• [Data records]
▽
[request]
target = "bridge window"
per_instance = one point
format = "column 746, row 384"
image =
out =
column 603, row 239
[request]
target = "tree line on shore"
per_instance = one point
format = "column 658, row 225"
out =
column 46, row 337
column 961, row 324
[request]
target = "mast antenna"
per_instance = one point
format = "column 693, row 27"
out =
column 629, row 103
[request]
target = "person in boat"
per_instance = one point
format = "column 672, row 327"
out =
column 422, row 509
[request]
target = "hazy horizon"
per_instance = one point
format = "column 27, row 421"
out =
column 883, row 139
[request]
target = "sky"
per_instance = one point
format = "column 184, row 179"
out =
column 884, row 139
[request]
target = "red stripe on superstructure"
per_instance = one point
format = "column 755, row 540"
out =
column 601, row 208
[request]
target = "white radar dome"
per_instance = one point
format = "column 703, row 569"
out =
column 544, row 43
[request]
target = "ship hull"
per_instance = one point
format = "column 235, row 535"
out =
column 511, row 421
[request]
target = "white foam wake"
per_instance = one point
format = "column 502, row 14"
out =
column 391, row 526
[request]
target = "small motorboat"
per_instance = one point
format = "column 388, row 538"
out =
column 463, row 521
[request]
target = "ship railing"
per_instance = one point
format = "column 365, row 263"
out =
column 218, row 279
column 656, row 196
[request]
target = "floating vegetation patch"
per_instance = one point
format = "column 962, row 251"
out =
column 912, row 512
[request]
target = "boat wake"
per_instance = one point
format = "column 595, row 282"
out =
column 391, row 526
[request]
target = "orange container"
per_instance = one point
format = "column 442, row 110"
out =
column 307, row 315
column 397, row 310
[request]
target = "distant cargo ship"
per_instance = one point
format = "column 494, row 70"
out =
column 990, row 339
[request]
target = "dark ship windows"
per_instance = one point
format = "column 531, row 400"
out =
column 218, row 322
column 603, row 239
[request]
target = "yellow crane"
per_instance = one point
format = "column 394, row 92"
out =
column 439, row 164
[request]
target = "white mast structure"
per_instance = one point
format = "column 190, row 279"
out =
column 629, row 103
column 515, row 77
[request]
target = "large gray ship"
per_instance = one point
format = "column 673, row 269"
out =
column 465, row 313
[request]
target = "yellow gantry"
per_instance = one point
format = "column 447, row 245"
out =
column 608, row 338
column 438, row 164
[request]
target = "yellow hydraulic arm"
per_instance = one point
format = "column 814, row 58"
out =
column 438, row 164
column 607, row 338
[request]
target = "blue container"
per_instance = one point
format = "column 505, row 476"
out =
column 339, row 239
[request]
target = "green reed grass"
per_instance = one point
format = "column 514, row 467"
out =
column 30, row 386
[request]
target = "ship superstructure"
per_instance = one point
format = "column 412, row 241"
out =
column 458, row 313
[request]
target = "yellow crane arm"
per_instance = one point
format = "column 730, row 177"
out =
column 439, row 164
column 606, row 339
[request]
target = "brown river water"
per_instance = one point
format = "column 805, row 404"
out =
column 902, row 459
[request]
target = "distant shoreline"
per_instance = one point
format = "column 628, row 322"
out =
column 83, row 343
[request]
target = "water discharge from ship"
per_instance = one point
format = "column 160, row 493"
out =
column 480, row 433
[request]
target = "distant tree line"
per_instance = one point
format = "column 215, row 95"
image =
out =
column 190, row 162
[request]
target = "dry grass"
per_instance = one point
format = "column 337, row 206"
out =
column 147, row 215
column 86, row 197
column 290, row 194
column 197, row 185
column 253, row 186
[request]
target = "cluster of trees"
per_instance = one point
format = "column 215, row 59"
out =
△
• [Your goal]
Please retype each entry above exactly as it is written.

• [Result for this exercise]
[request]
target = "bridge window"
per_instance = one point
format = "column 746, row 384"
image =
out =
column 603, row 239
[request]
target = "tree line on shore"
per_instance = one point
format = "column 658, row 225"
out =
column 46, row 337
column 961, row 324
[request]
target = "mast antenna"
per_instance = one point
format = "column 693, row 27"
out =
column 629, row 103
[request]
target = "person in boat"
per_instance = one point
format = "column 672, row 327"
out =
column 422, row 509
[request]
target = "hazy horizon"
per_instance = one point
format = "column 27, row 421"
out =
column 883, row 139
[request]
target = "sky"
per_instance = one point
format = "column 184, row 179"
out =
column 884, row 139
[request]
target = "red stripe on superstructure"
per_instance = one point
format = "column 755, row 540"
out =
column 601, row 208
[request]
target = "white radar dome"
per_instance = one point
format = "column 703, row 569"
out =
column 544, row 43
[request]
target = "ship hull"
per_instance = one point
format = "column 235, row 535"
out =
column 511, row 421
[request]
target = "white foam wake"
per_instance = one point
format = "column 502, row 14"
out =
column 391, row 526
[request]
target = "small motorboat"
per_instance = one point
format = "column 388, row 538"
out =
column 463, row 521
[request]
target = "ship railing"
per_instance = one point
format = "column 365, row 263"
out =
column 218, row 279
column 656, row 196
[request]
target = "floating vegetation patch"
per_instance = one point
format = "column 962, row 251"
out =
column 912, row 512
[request]
target = "boat wake"
per_instance = one point
format = "column 595, row 282"
out =
column 391, row 526
[request]
target = "orange container"
per_instance = one point
format = "column 442, row 110"
out =
column 307, row 315
column 397, row 310
[request]
target = "distant cargo ship"
per_instance = one point
format = "column 494, row 70"
out =
column 990, row 339
[request]
target = "dark ship windows"
per_instance = one point
format = "column 531, row 400"
out =
column 218, row 322
column 603, row 239
[request]
target = "yellow crane"
per_instance = one point
format = "column 394, row 92"
out =
column 439, row 164
[request]
target = "white mast structure"
per_instance = one point
format = "column 190, row 279"
out =
column 629, row 103
column 515, row 77
[request]
target = "large gray ship"
per_instance = one point
format = "column 673, row 269"
out =
column 465, row 313
[request]
target = "yellow gantry"
per_instance = one point
format = "column 447, row 245"
out =
column 608, row 338
column 438, row 164
[request]
target = "yellow hydraulic arm"
per_instance = one point
format = "column 814, row 58"
out =
column 438, row 164
column 607, row 338
[request]
target = "blue container"
per_instance = one point
format = "column 505, row 476"
out =
column 339, row 239
[request]
target = "green reed grass"
per_instance = one point
format = "column 514, row 467"
out =
column 30, row 386
[request]
target = "ship superstructure"
per_instance = one point
format = "column 412, row 241"
out =
column 458, row 313
[request]
target = "yellow crane arm"
per_instance = one point
format = "column 730, row 177"
out =
column 439, row 164
column 606, row 339
[request]
target = "brown river water"
per_instance = one point
format = "column 805, row 404"
out =
column 902, row 459
[request]
target = "distant shoreline"
per_instance = one point
format = "column 628, row 322"
out =
column 83, row 343
[request]
target = "water discharge from ship"
per_instance = one point
format = "column 160, row 493"
out =
column 480, row 433
[request]
target = "distant tree line"
per_instance = one point
format = "column 215, row 95"
image =
out =
column 190, row 162
[request]
target = "dry grass"
per_instance = one point
format = "column 337, row 206"
out =
column 147, row 215
column 86, row 197
column 290, row 194
column 197, row 185
column 253, row 186
[request]
target = "cluster of trees"
per_instance = one point
format = "column 215, row 59"
out =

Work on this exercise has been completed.